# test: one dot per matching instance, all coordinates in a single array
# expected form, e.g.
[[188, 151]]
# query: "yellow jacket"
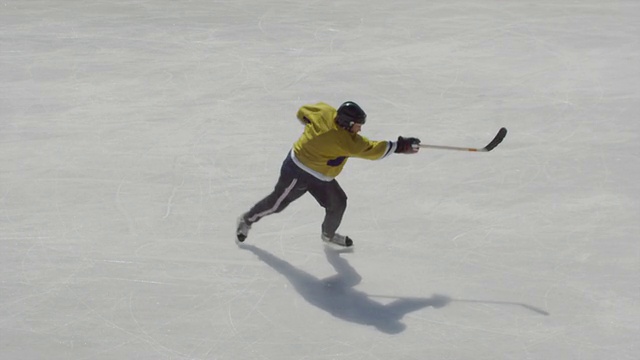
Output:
[[324, 148]]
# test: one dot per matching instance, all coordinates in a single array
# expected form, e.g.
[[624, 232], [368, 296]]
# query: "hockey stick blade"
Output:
[[496, 140]]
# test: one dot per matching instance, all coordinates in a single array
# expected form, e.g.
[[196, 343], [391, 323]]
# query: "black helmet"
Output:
[[350, 113]]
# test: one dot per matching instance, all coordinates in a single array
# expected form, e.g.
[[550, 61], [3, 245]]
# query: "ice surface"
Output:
[[133, 133]]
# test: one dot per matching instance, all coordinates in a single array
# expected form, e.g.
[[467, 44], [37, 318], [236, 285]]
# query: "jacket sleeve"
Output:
[[364, 148]]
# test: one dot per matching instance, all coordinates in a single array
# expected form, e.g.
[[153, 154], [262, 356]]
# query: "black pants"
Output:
[[292, 184]]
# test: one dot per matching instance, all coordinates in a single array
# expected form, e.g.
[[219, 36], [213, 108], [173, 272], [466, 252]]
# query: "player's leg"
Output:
[[289, 187], [334, 200]]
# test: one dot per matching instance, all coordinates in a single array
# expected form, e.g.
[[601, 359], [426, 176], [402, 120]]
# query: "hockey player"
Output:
[[329, 139]]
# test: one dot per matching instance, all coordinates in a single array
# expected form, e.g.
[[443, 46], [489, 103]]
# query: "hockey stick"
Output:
[[495, 142]]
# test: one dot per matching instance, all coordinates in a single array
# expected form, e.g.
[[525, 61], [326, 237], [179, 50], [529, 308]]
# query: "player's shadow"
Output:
[[337, 296]]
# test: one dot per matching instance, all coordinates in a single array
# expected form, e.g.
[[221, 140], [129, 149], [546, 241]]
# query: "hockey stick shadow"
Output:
[[337, 296]]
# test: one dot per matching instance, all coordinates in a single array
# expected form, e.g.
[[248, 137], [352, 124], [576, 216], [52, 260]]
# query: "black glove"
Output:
[[407, 145]]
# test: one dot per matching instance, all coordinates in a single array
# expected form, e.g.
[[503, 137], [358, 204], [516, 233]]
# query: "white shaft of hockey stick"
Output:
[[449, 148], [495, 142]]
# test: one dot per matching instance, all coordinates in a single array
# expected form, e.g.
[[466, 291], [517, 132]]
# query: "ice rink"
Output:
[[134, 133]]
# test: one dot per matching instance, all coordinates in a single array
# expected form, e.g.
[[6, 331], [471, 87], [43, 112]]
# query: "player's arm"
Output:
[[364, 148]]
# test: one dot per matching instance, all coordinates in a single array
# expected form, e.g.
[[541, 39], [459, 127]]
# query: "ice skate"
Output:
[[242, 230], [337, 239]]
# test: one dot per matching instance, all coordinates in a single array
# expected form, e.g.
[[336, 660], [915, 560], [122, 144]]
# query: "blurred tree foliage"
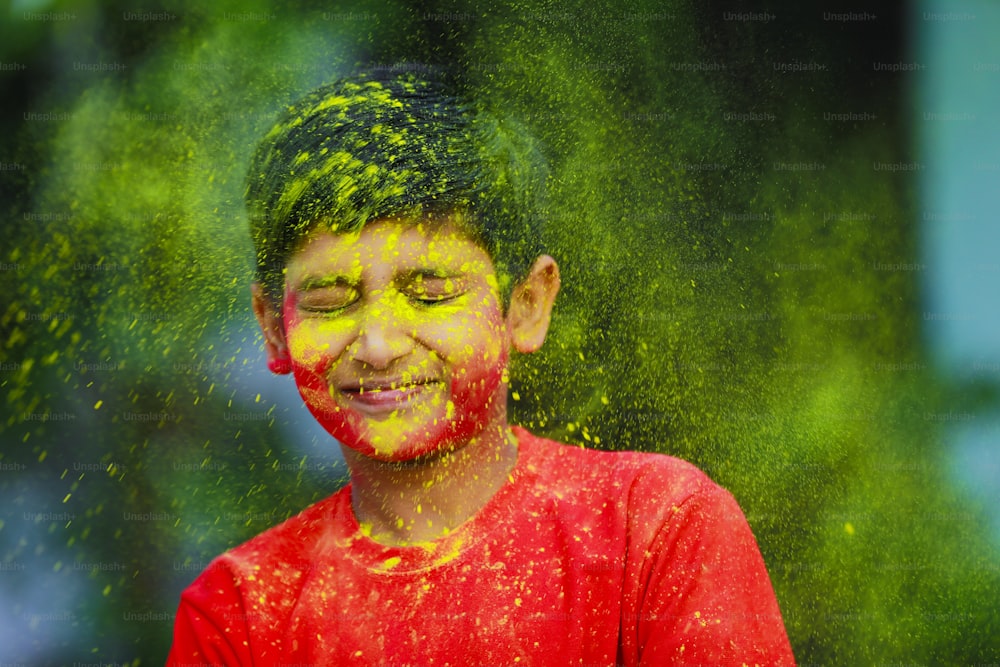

..........

### Work order
If a line in the material holds "player", copy it.

### Task solution
# query: "player's leg"
# query: "hockey player"
# query: "player's shadow"
# query: "player's arm"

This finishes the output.